Given text —
▼▼▼
Building Agile Organizations: What to Look for & How to Do It?

The increasingly rapid pace of changing market trends, technology, regulations, and tastes has mainly favored the more agile organizations on the scene. The ability to quickly reconfigure a market’s strategy, structure, processes, people, and technology has been a trait adopted by all the current industry leaders. These firms are able to reorient their businesses as needed towards value-creating and value-protecting opportunities.

An agile business shifts from being merely machine operating to becoming a chameleon adapting to market changes. There are 5 main trademarks for a successfully agile company:

1.      Mindset Shift

The adopted business model reimagines the process subjective to the target audience. Effective models are customer-centric, seeking to meet diverse needs with and for a wide range of stakeholders; such as employees, investors, partners, and communities. Such agile firms design distributed and flexible approaches to value creation, which include integrating external partners directly into the value creation system.

2.      Network of Empowered Teams

Agile firms view their teams not as people who need to be provided with directions, but as highly engaged individuals who are able to reach creative solutions and deliver exceptional results when given clear responsibility and authority. While the top-level structure remains stable, the lower tier departments are replaced by a flexible, scalable network of teams. Their teams operate with high standards of alignment, accountability, expertise, transparency, and collaboration.

3.      Rapid decision & Learning Cycles

A traditional business’ learning and decision cycles depend on the decision makers and their ability to define the direction of the firm, develop detailed plans, and minimize risks. The agile firm moves from that realm to one where uncertainty is embraced and innovation is the way to reach productivity. They work in rapid thought cycles that are closely aligned to their creative processes and deployed in design thinking, lean operations, agile development, and more.
▲▲▲
Challenges —
• 1. Duplicate the passage of the text on agile organizations from "The increasingly rapid" up to and including "and value-protecting opportunities.".
• 2. Answer these questions from the text on agile organizations:
(a) How many main trademarks of a successfully agile company does it say there are?
(b) In agile firms, what replaces the lower tier departments?
(c) On what do a traditional business's learning and decision cycles depend?

Given entries —
▼▼▼
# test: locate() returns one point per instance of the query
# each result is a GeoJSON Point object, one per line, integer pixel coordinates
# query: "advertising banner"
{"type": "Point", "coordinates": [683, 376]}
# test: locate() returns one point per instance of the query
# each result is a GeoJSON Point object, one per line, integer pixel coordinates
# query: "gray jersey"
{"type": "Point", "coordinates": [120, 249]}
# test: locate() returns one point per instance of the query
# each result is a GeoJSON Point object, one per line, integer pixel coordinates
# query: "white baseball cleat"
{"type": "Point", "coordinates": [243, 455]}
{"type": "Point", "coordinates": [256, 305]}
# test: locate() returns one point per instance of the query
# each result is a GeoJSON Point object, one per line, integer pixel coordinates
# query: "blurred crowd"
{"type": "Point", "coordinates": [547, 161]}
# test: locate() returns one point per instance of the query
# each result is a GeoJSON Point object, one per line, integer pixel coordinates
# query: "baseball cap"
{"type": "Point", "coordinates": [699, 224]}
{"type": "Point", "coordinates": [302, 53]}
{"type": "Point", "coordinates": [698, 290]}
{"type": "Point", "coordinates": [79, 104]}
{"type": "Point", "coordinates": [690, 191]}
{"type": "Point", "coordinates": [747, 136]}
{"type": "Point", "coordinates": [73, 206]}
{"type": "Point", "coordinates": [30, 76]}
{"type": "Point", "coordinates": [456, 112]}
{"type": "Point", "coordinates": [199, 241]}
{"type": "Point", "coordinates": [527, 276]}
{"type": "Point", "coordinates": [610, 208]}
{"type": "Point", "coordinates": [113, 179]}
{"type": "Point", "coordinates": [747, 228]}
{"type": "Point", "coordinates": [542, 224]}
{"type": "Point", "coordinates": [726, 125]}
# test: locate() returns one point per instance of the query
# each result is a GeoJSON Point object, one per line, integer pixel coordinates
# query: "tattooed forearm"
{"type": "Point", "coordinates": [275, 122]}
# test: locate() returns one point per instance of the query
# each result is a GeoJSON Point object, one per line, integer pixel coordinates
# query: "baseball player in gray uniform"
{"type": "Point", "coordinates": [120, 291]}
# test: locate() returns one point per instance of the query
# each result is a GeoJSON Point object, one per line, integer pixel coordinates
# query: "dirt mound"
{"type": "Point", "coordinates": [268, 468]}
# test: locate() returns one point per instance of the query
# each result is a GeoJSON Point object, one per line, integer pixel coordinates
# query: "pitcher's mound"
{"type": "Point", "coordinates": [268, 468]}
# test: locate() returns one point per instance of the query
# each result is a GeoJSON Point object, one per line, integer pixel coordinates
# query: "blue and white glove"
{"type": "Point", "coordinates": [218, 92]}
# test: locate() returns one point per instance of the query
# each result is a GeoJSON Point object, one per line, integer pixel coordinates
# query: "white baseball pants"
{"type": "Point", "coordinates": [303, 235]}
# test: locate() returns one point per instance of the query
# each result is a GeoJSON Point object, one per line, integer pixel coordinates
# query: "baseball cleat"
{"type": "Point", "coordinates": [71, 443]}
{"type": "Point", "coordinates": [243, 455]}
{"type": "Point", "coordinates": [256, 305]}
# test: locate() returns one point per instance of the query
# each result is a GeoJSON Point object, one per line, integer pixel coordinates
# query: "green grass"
▲▲▲
Task solutions —
• 1.
The increasingly rapid pace of changing market trends, technology, regulations, and tastes has mainly favored the more agile organizations on the scene. The ability to quickly reconfigure a market’s strategy, structure, processes, people, and technology has been a trait adopted by all the current industry leaders. These firms are able to reorient their businesses as needed towards value-creating and value-protecting opportunities.

• 2.
(a) Five.
(b) A flexible, scalable network of teams.
(c) The decision makers and their ability to define the direction of the firm, develop detailed plans, and minimize risks.